Officer on Special Duty to Minister of Railway (India)
- In office March, 2005 – May, 2009

Private Secretary to Leader of Opposition (Bihar)
- In office June, 2009 – March, 2010

Member of Legislative Council (Bihar)
- In office 4 September 2014 – 21 November 2015
- Preceded by: Ghulam Gauss
- Constituency: darbhanga

Member of Legislative Assembly (Bihar) of the 16th Bihar Vidhan Sabha
- In office November, 2015 – November, 2020
- Preceded by: Madan Sahni
- Constituency: Bahadurpur, Darbhanga

Personal details
- Born: 18 September 1962 (age 63) Darbhanga, Bihar, India
- Party: Rashtriya Janata Dal
- Spouse: Asha Yadav
- Children: 02 daughters, 1 son
- Website: rjd.co.in/dev

= Bhola Yadav =

Indian politician

Bhola Yadav (born 18 September 1962) is an Indian politician from Bihar. He was a member of 16th Vidhan Sabha of Bihar. He represented the Bahadurpur (Vidhan Sabha constituency) of Bihar and is a member of the Rashtriya Janata Dal (RJD) political party. He won the 2015 Bihar Legislative Assembly election from Bahadurpur (Vidhan Sabha constituency). He is also currently the National General Secretary of RJD. He is one of the closest aides of Indian politician Lalu Prasad Yadav. He is like a shadow to the ex-CM couple. He is one of the prominent politicians from the RJD family of Bihar political scenario.

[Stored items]
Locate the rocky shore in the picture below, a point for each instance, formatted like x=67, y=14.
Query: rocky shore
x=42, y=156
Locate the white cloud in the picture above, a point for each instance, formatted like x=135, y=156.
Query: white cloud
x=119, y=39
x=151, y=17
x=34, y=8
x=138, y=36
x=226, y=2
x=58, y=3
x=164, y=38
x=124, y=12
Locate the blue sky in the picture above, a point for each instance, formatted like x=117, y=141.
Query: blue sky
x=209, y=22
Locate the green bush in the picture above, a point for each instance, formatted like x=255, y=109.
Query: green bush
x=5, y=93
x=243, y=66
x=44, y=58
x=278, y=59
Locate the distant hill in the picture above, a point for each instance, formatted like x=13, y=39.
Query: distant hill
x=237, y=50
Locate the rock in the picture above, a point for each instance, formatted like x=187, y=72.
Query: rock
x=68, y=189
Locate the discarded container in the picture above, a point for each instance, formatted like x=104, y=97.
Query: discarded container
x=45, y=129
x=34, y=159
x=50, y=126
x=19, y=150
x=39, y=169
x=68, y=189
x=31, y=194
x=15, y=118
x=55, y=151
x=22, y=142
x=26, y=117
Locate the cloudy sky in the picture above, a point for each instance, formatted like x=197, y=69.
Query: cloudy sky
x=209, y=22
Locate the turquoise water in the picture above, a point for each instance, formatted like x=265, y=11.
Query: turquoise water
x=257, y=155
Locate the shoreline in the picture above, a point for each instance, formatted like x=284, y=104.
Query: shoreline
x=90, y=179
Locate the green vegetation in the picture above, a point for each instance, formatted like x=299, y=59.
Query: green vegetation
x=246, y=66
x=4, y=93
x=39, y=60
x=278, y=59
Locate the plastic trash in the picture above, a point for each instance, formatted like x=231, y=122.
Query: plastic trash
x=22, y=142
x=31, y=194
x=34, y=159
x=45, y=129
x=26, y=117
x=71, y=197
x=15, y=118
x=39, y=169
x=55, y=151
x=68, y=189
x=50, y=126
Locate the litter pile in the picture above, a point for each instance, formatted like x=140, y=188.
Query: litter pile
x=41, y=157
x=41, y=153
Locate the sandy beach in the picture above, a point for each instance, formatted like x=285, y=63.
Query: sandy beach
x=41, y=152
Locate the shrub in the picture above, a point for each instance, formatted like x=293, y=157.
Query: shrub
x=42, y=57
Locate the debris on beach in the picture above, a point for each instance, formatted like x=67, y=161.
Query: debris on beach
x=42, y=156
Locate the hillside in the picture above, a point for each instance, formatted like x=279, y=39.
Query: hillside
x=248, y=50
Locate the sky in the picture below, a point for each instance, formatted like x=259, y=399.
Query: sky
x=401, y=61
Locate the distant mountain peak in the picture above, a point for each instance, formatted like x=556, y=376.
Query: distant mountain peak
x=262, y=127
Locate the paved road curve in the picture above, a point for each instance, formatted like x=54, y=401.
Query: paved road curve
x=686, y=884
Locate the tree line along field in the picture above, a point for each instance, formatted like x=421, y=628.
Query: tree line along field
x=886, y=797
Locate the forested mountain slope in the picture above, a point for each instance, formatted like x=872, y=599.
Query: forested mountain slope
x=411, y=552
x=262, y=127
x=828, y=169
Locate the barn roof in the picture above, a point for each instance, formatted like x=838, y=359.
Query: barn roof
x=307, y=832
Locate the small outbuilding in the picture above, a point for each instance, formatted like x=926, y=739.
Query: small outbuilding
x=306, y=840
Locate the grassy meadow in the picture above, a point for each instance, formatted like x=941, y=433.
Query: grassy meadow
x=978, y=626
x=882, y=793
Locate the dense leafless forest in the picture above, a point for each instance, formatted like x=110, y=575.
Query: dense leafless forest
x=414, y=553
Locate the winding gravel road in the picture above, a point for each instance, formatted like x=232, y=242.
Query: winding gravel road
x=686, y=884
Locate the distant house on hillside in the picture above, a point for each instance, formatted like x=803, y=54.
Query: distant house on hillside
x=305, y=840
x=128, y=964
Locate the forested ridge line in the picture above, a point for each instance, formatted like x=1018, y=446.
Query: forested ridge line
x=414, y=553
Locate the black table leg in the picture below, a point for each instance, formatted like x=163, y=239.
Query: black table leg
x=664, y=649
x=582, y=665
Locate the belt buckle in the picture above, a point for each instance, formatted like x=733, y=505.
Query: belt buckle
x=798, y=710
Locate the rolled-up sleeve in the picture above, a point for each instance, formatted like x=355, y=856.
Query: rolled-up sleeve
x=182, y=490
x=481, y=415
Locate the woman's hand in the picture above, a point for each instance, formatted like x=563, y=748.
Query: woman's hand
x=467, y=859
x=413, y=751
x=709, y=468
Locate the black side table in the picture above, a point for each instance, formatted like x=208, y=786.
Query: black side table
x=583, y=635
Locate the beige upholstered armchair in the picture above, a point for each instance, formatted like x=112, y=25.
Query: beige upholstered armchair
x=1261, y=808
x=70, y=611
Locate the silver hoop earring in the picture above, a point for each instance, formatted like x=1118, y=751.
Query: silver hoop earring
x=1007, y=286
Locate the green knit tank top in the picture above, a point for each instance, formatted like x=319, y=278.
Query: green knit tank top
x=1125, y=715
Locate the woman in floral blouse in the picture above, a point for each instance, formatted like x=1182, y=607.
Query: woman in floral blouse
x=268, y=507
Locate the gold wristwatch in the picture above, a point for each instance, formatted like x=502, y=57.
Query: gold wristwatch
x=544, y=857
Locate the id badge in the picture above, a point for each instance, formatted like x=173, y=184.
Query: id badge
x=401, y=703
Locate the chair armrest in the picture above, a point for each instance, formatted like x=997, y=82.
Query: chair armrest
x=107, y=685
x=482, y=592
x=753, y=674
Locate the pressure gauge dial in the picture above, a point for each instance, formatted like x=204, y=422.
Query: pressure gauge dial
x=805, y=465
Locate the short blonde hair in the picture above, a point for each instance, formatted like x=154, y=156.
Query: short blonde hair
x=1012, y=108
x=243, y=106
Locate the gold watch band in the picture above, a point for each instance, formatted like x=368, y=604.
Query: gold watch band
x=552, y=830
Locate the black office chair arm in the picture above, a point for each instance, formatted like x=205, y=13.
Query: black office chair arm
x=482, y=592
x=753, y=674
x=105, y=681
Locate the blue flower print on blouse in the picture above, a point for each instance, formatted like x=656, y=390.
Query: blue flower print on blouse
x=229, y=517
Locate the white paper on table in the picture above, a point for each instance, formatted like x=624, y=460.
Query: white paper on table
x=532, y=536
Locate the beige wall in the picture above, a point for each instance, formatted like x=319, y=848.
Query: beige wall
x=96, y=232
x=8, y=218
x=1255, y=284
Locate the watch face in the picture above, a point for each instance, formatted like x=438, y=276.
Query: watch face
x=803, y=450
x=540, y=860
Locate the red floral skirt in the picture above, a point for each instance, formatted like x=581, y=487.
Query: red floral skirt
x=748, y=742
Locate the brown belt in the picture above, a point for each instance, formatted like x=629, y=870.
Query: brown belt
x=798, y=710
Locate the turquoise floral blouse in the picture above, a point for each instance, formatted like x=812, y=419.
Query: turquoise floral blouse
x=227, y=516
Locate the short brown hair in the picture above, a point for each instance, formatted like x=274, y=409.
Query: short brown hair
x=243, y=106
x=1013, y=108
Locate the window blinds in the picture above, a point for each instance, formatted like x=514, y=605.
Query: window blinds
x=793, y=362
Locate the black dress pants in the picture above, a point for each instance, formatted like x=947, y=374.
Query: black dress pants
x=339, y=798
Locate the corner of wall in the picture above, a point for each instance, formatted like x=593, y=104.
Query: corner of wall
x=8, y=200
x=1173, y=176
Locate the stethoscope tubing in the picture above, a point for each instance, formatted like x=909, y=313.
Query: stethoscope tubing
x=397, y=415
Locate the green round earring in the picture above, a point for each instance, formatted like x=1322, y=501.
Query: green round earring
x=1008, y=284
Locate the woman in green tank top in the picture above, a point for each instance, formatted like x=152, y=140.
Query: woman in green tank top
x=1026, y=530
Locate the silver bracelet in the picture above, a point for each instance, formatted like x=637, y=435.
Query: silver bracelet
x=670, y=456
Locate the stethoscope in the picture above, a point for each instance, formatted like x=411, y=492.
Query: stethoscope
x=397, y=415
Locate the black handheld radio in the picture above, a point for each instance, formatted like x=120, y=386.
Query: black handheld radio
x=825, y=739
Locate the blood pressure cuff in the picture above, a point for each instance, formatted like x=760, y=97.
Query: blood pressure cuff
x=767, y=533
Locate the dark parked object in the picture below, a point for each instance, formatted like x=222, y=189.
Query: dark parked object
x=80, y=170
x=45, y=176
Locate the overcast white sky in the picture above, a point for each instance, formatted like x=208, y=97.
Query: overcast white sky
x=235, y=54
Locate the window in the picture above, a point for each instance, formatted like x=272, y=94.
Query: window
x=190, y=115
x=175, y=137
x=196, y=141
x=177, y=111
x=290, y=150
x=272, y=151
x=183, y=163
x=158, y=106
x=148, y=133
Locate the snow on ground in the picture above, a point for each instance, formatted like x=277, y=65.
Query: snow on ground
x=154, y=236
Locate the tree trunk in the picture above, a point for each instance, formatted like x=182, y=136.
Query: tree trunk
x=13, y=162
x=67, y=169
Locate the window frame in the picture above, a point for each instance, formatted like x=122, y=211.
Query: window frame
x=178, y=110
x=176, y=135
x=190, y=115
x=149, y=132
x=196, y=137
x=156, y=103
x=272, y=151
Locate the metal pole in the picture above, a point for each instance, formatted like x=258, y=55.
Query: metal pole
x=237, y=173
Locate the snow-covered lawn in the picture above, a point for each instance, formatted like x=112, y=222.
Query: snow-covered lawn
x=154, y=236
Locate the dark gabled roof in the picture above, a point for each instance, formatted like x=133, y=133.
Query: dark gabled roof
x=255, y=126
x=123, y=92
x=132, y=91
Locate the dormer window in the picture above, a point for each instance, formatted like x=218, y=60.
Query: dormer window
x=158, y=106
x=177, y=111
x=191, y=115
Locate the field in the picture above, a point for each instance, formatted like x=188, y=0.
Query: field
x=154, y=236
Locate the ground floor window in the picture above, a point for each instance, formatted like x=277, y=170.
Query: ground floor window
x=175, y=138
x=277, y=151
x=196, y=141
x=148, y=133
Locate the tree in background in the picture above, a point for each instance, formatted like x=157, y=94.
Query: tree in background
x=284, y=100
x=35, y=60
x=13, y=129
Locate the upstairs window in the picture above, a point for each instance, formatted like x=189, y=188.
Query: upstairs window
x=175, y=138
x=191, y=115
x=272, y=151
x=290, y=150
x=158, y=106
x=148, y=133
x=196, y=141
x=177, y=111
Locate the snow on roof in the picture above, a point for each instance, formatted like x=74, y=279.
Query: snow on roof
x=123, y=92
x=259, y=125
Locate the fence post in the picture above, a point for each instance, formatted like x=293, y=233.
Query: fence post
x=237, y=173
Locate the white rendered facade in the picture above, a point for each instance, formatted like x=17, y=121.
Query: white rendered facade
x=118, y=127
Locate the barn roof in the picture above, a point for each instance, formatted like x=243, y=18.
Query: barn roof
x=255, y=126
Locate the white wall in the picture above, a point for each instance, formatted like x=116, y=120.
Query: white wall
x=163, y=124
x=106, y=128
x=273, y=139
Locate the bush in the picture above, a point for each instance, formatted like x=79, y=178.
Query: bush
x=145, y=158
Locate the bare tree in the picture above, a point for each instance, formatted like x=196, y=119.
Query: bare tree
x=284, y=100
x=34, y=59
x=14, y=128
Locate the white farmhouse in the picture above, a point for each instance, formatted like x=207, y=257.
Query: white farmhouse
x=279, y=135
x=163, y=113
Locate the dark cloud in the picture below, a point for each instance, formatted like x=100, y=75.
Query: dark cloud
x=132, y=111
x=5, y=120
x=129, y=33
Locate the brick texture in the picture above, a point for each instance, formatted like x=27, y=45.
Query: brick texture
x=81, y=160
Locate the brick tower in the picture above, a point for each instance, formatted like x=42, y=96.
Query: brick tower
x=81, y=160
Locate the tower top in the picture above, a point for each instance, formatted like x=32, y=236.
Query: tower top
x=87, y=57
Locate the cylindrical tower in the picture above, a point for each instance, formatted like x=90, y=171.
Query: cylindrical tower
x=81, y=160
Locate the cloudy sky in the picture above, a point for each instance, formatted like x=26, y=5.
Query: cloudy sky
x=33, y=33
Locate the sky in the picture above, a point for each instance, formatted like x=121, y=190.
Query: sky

[Written problem A]
Which constituency did Bhola Yadav represent in the 16th Bihar Vidhan Sabha, according to the profile of him?
[Written problem B]
Carry the profile of Bhola Yadav forward from its final sentence.

[Exercise result A]
Bahadurpur, in Darbhanga.

[Exercise result B]
==Biography==

Bhola Yadav was born in Kapchhahi village of Darbhanga district in Bihar. His father's name is Shri Ram Prakash Yadav and his mother's name is late Smt. Lakhpati Devi . He is a post-graduate in mathematics from Magadh University and was a guest teacher in a college in Fatuha, near Patna. He married Asha Yadav. They are parents to two daughters and one son.

==Political tenure==

- 2014–2015 - Member, Bihar Legislative Council
- 2015–2020 - Member, Bihar Legislative Assembly (Bahadurpur Constituency)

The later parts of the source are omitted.